**What to do**
Each record should be given back exactly, with none missing.

_ _ _ _

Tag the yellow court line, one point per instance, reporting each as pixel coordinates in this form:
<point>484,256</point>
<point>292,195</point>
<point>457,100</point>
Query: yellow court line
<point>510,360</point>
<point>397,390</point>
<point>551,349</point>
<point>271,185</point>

_ _ _ _

**Task solution**
Tag the yellow court line, one point per instance, reporting each as pixel coordinates in this form:
<point>484,256</point>
<point>292,195</point>
<point>457,100</point>
Query: yellow court line
<point>510,360</point>
<point>397,390</point>
<point>551,349</point>
<point>271,185</point>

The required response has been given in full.